# Exercise task
Format every line of the items below as a Markdown table with two columns, Row and Line, numbering the rows and omitting blank lines.

^^^^^^^^

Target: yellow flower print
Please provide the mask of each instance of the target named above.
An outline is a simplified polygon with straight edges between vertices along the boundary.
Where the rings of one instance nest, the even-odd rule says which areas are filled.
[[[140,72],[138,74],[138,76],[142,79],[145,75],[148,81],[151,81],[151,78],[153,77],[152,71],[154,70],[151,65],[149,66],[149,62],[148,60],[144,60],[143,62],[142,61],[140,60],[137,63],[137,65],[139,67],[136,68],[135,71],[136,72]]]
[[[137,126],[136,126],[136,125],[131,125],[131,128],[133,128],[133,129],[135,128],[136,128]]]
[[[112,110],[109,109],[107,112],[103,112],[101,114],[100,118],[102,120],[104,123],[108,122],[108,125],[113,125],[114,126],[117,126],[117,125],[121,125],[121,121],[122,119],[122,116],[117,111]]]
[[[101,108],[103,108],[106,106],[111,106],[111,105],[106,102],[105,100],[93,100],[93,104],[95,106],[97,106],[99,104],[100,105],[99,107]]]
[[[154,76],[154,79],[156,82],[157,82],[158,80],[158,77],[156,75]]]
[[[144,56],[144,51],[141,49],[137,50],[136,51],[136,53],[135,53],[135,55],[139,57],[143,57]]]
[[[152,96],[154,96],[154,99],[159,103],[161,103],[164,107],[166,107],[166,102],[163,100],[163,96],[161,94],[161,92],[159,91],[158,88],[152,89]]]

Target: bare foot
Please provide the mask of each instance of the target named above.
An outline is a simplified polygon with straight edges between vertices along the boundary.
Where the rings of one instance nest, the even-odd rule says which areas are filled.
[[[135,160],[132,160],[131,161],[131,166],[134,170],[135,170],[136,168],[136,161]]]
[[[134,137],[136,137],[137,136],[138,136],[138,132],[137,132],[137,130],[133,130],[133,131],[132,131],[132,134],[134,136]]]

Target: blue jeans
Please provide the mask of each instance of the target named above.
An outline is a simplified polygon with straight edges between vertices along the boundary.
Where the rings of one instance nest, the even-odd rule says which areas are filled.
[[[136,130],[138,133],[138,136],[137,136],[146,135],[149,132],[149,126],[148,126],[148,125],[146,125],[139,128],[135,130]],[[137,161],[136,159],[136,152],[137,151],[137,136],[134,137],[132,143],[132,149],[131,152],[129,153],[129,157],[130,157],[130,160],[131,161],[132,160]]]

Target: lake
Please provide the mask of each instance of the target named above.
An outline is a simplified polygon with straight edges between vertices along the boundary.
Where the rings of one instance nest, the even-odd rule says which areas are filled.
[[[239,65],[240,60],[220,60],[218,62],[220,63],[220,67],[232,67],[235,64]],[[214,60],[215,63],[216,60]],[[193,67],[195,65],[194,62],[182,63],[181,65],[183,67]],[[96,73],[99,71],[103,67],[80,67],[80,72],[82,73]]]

^^^^^^^^

# Result for this task
| Row | Line |
|---|---|
| 1 | Target: yellow flower print |
| 2 | Please provide the mask of each instance of the target named above. |
| 3 | An outline is a simplified polygon with straight edges between vertices along the boundary. |
| 4 | Where the rings of one instance nest, the even-odd rule says which areas are filled. |
| 5 | [[[140,72],[138,74],[138,76],[142,79],[145,75],[148,81],[151,81],[151,78],[153,77],[152,71],[154,70],[151,65],[149,66],[149,62],[148,60],[144,60],[143,62],[142,61],[140,60],[137,63],[137,65],[139,67],[136,68],[135,71],[136,72]]] |
| 6 | [[[137,126],[136,126],[136,125],[131,125],[131,128],[133,128],[133,129],[135,128],[136,128]]] |
| 7 | [[[112,110],[109,109],[107,112],[103,112],[101,114],[100,118],[102,120],[104,123],[108,122],[108,125],[113,125],[114,126],[117,126],[117,125],[121,125],[121,121],[122,119],[122,116],[117,111]]] |
| 8 | [[[101,108],[103,108],[106,106],[111,106],[111,105],[106,102],[105,100],[93,100],[93,104],[95,106],[97,106],[99,104],[100,105],[99,107]]] |
| 9 | [[[154,76],[154,79],[156,82],[157,82],[158,80],[158,77],[156,75]]] |
| 10 | [[[144,56],[144,51],[141,49],[137,50],[136,51],[136,53],[135,53],[135,55],[139,57],[143,57]]] |
| 11 | [[[152,96],[154,96],[154,99],[159,103],[161,103],[164,107],[166,107],[166,102],[163,100],[163,96],[161,94],[161,92],[159,91],[158,88],[152,89]]] |
| 12 | Target: bare foot |
| 13 | Please provide the mask of each instance of the target named above. |
| 14 | An outline is a simplified polygon with straight edges between vertices along the boundary. |
| 15 | Where the rings of one instance nest, the even-odd rule says which areas are filled. |
| 16 | [[[135,160],[132,160],[131,161],[131,166],[134,170],[135,170],[136,168],[136,161]]] |
| 17 | [[[134,137],[136,137],[137,136],[138,136],[138,132],[137,132],[137,130],[133,130],[133,131],[132,131],[132,134],[134,136]]] |
| 18 | Target: blue jeans |
| 19 | Please provide the mask of each instance of the target named above. |
| 20 | An outline is a simplified polygon with straight edges between vertices along the boundary. |
| 21 | Where the rings of one instance nest, the even-odd rule says which areas are filled. |
| 22 | [[[136,130],[138,133],[138,136],[137,136],[146,135],[149,132],[149,126],[148,126],[148,125],[146,125],[139,128],[135,130]],[[137,161],[136,159],[136,152],[137,151],[137,136],[134,137],[132,143],[132,149],[131,152],[129,153],[129,157],[130,157],[130,160],[131,161],[132,160]]] |
| 23 | Target: lake |
| 24 | Please provide the mask of each instance of the target named above. |
| 25 | An outline is a simplified polygon with straight edges between vertices along the boundary. |
| 26 | Where the rings of one instance nest, the even-odd rule says which areas are filled. |
| 27 | [[[239,65],[240,60],[220,60],[218,62],[220,63],[220,67],[232,67],[235,64]],[[214,60],[215,63],[216,60]],[[193,67],[195,65],[194,62],[182,63],[181,65],[183,67]],[[96,73],[99,71],[103,67],[80,67],[80,72],[82,73]]] |